WHAT TO PRODUCE:
Whenever the word "below" shows up in a line of the data, copy that line.

Saved entries:
◇ ◇ ◇ ◇
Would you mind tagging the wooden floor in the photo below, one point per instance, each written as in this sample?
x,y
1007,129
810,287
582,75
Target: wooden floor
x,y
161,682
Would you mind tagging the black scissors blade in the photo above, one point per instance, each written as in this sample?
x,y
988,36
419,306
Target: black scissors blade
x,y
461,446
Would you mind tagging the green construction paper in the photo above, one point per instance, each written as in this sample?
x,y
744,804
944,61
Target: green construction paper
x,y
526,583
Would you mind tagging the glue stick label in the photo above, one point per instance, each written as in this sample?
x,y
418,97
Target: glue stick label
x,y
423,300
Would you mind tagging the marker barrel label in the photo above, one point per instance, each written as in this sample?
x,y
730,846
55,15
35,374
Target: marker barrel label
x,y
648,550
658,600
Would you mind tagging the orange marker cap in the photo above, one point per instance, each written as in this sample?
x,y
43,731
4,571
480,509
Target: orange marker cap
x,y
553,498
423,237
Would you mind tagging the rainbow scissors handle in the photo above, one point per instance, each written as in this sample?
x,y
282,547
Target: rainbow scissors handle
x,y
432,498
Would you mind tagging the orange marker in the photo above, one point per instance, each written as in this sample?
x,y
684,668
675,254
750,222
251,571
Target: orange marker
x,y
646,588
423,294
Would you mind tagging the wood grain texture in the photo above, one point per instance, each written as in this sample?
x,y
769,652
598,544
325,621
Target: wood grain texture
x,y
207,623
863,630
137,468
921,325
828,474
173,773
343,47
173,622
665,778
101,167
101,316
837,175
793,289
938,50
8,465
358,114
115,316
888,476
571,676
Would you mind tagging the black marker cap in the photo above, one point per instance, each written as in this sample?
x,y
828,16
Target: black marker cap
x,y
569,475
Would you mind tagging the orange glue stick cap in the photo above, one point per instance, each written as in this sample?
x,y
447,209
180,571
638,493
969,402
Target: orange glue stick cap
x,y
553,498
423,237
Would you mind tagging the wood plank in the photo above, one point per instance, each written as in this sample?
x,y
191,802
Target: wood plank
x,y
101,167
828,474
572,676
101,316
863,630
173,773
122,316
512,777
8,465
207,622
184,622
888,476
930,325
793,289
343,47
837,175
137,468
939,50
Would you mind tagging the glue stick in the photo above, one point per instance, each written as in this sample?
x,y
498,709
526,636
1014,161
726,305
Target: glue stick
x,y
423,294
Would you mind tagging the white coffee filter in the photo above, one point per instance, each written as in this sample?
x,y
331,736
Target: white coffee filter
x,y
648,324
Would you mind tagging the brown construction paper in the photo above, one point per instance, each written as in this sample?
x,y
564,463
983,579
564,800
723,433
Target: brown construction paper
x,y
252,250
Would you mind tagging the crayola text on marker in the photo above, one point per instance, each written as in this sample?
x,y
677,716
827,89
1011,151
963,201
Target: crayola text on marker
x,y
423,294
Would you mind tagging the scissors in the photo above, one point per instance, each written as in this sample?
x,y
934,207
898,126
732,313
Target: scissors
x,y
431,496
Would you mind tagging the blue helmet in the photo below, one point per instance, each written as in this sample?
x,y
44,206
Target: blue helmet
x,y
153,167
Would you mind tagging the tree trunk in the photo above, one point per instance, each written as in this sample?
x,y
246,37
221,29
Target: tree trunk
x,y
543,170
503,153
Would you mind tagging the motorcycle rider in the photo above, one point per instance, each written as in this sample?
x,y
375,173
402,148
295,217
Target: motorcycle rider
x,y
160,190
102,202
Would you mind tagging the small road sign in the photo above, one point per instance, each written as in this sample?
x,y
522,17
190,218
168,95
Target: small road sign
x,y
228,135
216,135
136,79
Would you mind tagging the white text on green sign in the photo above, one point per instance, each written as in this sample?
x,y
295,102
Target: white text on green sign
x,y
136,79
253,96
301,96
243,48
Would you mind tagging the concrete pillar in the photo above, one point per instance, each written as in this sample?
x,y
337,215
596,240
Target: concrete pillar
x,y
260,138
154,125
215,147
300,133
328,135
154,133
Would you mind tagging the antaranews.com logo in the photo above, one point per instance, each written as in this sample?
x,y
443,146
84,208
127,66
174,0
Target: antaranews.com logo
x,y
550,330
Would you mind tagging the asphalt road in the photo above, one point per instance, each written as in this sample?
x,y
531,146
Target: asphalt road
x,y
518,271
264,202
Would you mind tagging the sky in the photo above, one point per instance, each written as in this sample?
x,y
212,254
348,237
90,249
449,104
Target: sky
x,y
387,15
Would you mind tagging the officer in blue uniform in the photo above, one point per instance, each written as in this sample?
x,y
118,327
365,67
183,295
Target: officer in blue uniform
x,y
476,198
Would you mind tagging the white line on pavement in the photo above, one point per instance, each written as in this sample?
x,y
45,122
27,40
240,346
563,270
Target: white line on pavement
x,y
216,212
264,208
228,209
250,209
◇ ◇ ◇ ◇
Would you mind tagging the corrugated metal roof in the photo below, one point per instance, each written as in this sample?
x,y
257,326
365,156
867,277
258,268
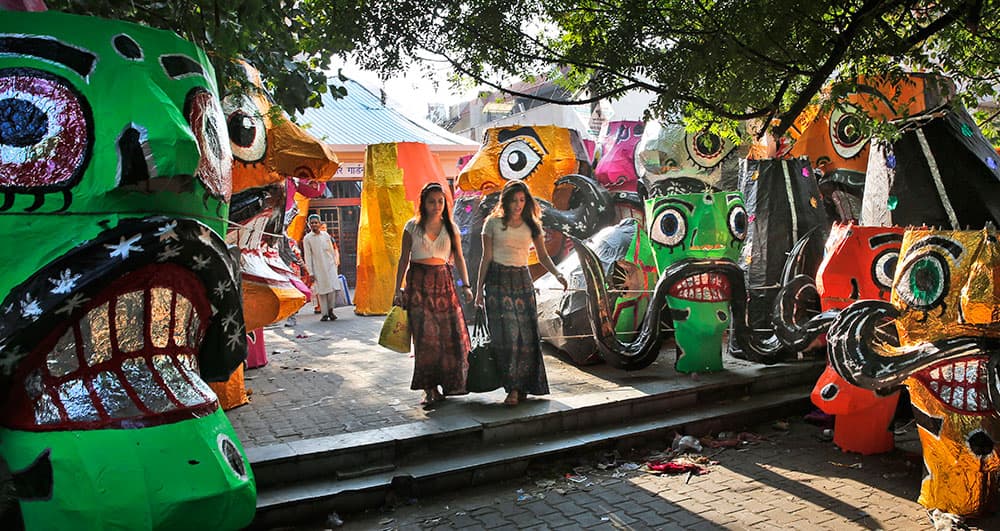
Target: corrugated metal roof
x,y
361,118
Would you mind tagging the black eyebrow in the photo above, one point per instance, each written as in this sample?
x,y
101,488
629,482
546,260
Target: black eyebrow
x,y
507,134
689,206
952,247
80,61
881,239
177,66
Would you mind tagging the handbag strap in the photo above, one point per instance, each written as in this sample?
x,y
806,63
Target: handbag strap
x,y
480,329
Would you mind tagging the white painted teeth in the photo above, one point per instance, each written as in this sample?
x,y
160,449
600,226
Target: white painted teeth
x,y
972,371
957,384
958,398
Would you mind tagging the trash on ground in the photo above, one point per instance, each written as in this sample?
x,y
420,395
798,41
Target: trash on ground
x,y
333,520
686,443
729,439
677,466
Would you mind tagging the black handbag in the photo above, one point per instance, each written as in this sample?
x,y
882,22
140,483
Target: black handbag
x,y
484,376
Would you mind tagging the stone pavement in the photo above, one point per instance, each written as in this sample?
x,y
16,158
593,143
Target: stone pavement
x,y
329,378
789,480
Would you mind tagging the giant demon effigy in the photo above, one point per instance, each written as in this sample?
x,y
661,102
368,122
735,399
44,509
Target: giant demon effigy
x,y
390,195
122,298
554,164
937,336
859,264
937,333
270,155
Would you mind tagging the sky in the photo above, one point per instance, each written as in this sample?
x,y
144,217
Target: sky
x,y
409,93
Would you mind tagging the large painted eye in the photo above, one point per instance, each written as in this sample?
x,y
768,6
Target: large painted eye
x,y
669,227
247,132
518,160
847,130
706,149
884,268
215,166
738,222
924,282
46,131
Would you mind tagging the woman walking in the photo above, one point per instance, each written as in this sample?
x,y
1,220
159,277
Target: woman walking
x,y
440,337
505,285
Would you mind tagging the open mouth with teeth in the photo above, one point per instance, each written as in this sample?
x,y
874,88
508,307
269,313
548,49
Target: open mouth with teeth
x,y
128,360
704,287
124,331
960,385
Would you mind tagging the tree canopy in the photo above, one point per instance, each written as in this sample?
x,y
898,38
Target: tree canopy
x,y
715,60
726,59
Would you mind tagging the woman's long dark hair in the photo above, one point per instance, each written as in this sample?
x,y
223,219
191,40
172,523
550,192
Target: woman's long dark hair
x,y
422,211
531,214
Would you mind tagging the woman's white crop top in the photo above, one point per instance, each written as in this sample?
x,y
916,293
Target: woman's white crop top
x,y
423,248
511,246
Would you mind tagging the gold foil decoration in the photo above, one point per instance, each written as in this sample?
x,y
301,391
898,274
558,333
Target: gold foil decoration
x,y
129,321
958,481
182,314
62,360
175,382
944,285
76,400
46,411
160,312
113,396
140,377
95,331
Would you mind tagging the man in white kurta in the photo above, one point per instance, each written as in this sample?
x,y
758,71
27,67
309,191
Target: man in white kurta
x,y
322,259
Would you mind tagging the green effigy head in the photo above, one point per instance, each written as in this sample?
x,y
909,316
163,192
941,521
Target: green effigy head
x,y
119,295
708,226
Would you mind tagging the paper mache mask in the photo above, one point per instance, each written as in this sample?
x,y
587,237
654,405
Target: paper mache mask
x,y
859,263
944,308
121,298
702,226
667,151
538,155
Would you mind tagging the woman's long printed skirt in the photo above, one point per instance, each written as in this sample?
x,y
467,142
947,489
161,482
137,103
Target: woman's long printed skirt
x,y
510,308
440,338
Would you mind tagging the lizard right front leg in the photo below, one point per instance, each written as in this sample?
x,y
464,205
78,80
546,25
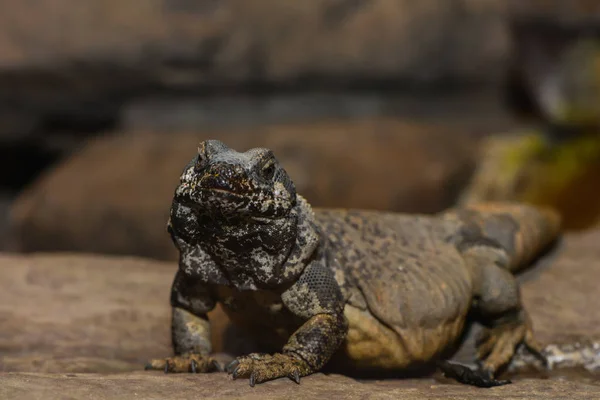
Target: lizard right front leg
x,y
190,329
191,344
◇ ◇ ◇ ◇
YOUR RESPONSE:
Would you mind tagging the wooden floor in the photo below, one point per instance, each written as in this sample?
Would you mind tagging the blue helmet in the photo below, one point per instance, each written as in this sample?
Would you mind tagging the corrugated metal roof in the photo below, one point per instance, each written as in this sample?
Would you mind tagging the lizard right front leg in the photo below, one point per instance, each written as in this sample?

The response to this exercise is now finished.